What needs to be done
Rewrite all of the data below, replacing every "look for" with "find" and leaving everything else unchanged. Leave the pictures out of your answer.

[Stored data]
○ ○ ○

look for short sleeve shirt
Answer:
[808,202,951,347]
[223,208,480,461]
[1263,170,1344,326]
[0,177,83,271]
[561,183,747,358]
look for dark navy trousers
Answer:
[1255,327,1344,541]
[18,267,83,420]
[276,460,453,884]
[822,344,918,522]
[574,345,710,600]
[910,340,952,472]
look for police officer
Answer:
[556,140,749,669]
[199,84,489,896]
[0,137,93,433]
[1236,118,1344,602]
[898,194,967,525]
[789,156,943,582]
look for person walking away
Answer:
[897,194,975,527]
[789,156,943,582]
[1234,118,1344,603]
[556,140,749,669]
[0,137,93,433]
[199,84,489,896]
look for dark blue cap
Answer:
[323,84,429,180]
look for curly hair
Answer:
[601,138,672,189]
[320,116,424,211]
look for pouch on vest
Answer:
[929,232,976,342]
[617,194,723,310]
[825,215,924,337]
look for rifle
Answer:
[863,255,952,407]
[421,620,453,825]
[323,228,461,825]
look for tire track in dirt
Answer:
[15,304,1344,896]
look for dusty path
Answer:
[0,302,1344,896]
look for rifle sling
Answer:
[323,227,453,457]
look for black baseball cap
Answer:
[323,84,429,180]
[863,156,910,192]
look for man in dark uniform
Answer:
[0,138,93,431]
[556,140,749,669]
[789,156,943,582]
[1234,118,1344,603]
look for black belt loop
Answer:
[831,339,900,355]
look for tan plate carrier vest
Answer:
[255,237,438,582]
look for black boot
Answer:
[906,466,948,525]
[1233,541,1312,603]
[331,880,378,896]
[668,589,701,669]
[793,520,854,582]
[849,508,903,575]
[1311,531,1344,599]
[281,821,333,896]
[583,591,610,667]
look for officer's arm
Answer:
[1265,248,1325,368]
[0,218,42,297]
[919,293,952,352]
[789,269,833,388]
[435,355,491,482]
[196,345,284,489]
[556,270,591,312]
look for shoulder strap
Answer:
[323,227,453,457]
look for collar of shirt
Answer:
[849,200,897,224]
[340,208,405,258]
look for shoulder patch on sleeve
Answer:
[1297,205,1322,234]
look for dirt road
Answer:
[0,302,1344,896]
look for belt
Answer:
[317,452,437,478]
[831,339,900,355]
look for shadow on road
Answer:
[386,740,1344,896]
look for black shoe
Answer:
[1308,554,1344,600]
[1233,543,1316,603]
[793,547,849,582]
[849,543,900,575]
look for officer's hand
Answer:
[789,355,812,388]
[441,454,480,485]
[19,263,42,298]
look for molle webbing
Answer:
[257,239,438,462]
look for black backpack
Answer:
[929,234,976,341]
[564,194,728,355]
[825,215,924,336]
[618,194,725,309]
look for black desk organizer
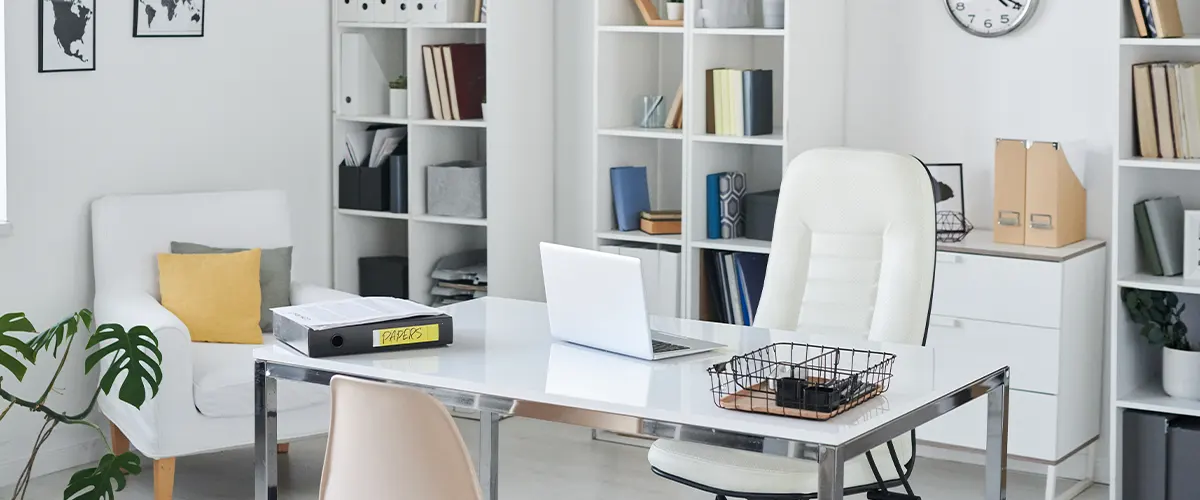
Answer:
[708,343,895,420]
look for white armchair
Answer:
[91,191,353,500]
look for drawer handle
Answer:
[937,252,962,264]
[929,317,962,329]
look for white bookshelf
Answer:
[590,0,846,318]
[330,0,554,303]
[1109,0,1200,500]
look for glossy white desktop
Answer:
[254,299,1009,500]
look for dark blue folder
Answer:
[608,167,650,231]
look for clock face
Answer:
[946,0,1038,37]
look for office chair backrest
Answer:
[755,149,937,344]
[320,376,481,500]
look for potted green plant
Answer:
[667,0,683,20]
[1121,288,1200,400]
[0,309,162,500]
[388,74,408,118]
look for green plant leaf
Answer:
[29,309,91,361]
[0,313,37,381]
[62,452,142,500]
[84,324,162,408]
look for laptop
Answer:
[541,242,724,360]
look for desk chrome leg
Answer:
[254,361,280,500]
[984,372,1009,500]
[476,410,500,500]
[817,446,846,500]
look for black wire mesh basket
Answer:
[708,343,896,420]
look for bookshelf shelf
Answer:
[596,230,683,247]
[328,0,554,303]
[337,209,409,221]
[588,0,847,319]
[596,127,683,140]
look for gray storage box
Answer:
[425,162,487,218]
[742,189,779,241]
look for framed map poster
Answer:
[133,0,204,37]
[37,0,96,73]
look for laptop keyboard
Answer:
[650,339,688,354]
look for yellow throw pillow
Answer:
[158,248,263,344]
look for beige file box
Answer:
[1025,143,1087,248]
[992,139,1026,245]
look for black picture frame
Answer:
[925,163,967,217]
[37,0,100,73]
[133,0,209,38]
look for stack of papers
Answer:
[271,297,445,330]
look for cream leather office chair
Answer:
[320,375,482,500]
[648,149,937,500]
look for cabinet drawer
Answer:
[917,391,1061,460]
[925,315,1058,394]
[932,252,1062,329]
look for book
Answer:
[733,252,767,325]
[1129,0,1150,38]
[1166,64,1188,158]
[1150,64,1175,159]
[421,46,443,120]
[1144,0,1183,38]
[704,70,716,134]
[641,210,683,221]
[713,68,730,135]
[730,70,746,135]
[1142,197,1183,276]
[1133,64,1159,158]
[666,82,683,128]
[742,70,775,135]
[719,171,746,240]
[704,174,724,240]
[443,43,487,120]
[641,218,683,234]
[608,167,650,231]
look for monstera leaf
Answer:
[0,313,36,380]
[84,325,162,408]
[62,452,142,500]
[28,305,91,361]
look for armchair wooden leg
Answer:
[154,458,175,500]
[108,423,130,454]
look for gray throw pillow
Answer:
[170,241,292,332]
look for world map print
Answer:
[134,0,204,36]
[38,0,96,72]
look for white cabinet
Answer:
[917,231,1106,498]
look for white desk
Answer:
[254,299,1009,500]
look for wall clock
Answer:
[946,0,1038,38]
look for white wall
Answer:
[0,0,331,484]
[846,0,1118,476]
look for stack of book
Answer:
[1133,197,1183,276]
[421,43,487,120]
[700,251,767,326]
[704,68,775,135]
[1129,0,1183,38]
[642,210,683,234]
[1133,62,1200,159]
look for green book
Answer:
[1133,201,1163,276]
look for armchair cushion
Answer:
[170,241,292,332]
[158,248,263,344]
[192,333,329,417]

○ ○ ○

Task answer
find short sleeve shirt
Answer:
[808,202,951,347]
[223,208,480,461]
[1263,170,1344,326]
[0,177,83,271]
[561,183,747,358]
find dark navy trousers
Answer:
[1255,327,1344,541]
[18,267,83,420]
[276,460,453,884]
[822,344,918,522]
[574,345,710,600]
[910,340,952,472]
find police officer
Answer:
[556,140,749,669]
[199,84,489,896]
[0,137,93,433]
[1236,118,1344,602]
[898,194,967,525]
[789,156,943,582]
find person walking away
Answer:
[897,194,975,527]
[789,156,943,582]
[1234,118,1344,603]
[556,140,749,669]
[0,137,93,433]
[199,84,489,896]
find dark blue cap
Answer:
[323,84,429,180]
find curly hair
Answer:
[601,138,672,189]
[320,116,424,211]
find pouch on vest
Answer:
[929,232,976,342]
[617,194,723,310]
[825,215,924,337]
find rifle
Answer:
[863,255,952,407]
[421,620,453,825]
[323,228,461,825]
find tire track in dirt
Answer:
[15,304,1344,896]
find dusty path
Answer:
[0,302,1344,896]
find rifle sling
Answer:
[323,227,453,457]
find black baseball cap
Answer:
[323,84,429,180]
[863,156,910,192]
find man in dark uniform
Answer:
[0,138,93,431]
[556,140,749,669]
[789,156,943,582]
[1234,118,1344,603]
find black belt loop
Answer:
[831,339,900,355]
find tan plate carrier vest
Answer:
[255,237,438,582]
find black boot
Answer:
[906,466,948,525]
[1233,541,1312,603]
[331,880,378,896]
[668,589,701,669]
[793,520,854,582]
[849,508,903,575]
[1311,531,1344,599]
[281,821,333,896]
[583,591,610,667]
find officer's arm
Answer:
[1265,248,1325,368]
[0,218,42,297]
[919,293,952,352]
[789,269,833,388]
[435,355,491,482]
[196,345,284,489]
[556,270,591,312]
find shoulder strap
Answer:
[323,227,453,457]
find collar of shirt
Answer:
[849,200,897,224]
[340,208,405,258]
find shoulder patch on sleeve
Answer:
[1297,205,1322,234]
find dirt road
Answer:
[0,302,1344,896]
find belt
Answer:
[317,452,437,478]
[831,339,900,355]
find shadow on road
Answer:
[386,740,1344,896]
find black shoe
Answer:
[1308,554,1344,600]
[1233,543,1316,603]
[793,547,849,582]
[849,543,900,575]
find officer's hand
Answer:
[789,355,812,388]
[441,454,480,485]
[19,263,42,298]
find molle webbing
Answer:
[257,239,438,462]
find black backpack
Answer:
[929,234,976,341]
[564,194,728,355]
[825,215,924,336]
[618,194,725,309]
find black desk organizer
Answer:
[708,343,895,420]
find white armchair
Answer:
[91,191,353,500]
find drawer handle
Answer:
[937,252,962,264]
[929,317,962,329]
find white bookshelf
Answer:
[590,0,846,318]
[330,0,554,303]
[1109,0,1200,500]
find glossy white desktop
Answer:
[254,299,1009,500]
find dark blue folder
Answer:
[608,167,650,231]
find clock face
Answer:
[946,0,1038,37]
find office chair backrest
Answer:
[755,149,937,344]
[320,376,481,500]
find potted green plant
Answer:
[667,0,683,20]
[1121,288,1200,400]
[0,309,162,500]
[388,74,408,118]
find green plant leaf
Answer:
[29,309,91,361]
[0,313,37,381]
[62,452,142,500]
[84,324,162,408]
find laptop
Answer:
[541,242,724,360]
find desk chrome leg
Answer:
[254,361,280,500]
[984,372,1009,500]
[476,410,500,500]
[817,446,846,500]
find black wire mesh basket
Answer:
[708,343,896,420]
find bookshelf shelf
Answer:
[596,230,683,247]
[328,0,554,303]
[337,209,409,221]
[588,0,847,319]
[596,127,683,140]
find gray storage box
Answer:
[425,162,487,218]
[742,189,779,241]
find framed map poster
Answer:
[133,0,204,37]
[37,0,96,73]
find laptop keyboard
Answer:
[650,339,688,354]
find yellow throw pillow
Answer:
[158,248,263,344]
find beige file box
Answer:
[1025,143,1087,248]
[992,139,1026,245]
find black picture frame
Answer:
[925,163,967,217]
[37,0,100,73]
[133,0,209,38]
find stack of papers
Answer:
[271,297,445,330]
find cream leather office chair
Answer:
[320,375,482,500]
[648,149,937,500]
find cabinet drawer
Answer:
[917,391,1061,460]
[925,315,1058,394]
[932,252,1062,329]
find book
Answer:
[733,252,767,325]
[1129,0,1150,38]
[1166,64,1188,158]
[1150,64,1175,159]
[421,46,443,120]
[1144,0,1183,38]
[704,70,716,134]
[641,210,683,221]
[713,68,730,135]
[730,70,746,135]
[1142,197,1183,276]
[1133,64,1159,158]
[666,82,683,128]
[742,70,775,135]
[719,171,746,240]
[704,174,724,240]
[443,43,487,120]
[641,218,683,234]
[608,167,650,231]
find monstera leaf
Answer:
[0,313,36,380]
[84,325,162,408]
[62,452,142,500]
[28,305,91,361]
find armchair wooden leg
Answer:
[154,458,175,500]
[108,423,130,454]
find gray throw pillow
Answer:
[170,241,292,332]
find world map print
Answer:
[134,0,204,36]
[38,0,96,72]
find white cabinet
Answer:
[917,231,1106,498]
find white desk
Answer:
[254,299,1009,500]
find wall clock
Answer:
[946,0,1038,38]
find white wall
Answer:
[0,0,331,484]
[846,0,1118,476]
find stack of book
Answer:
[1133,197,1183,276]
[421,43,487,120]
[700,251,767,326]
[704,68,775,135]
[1129,0,1183,38]
[642,210,683,234]
[1133,62,1200,159]
find green book
Answer:
[1133,201,1163,276]
find armchair cushion
Answer:
[170,241,292,332]
[158,248,263,344]
[192,333,329,417]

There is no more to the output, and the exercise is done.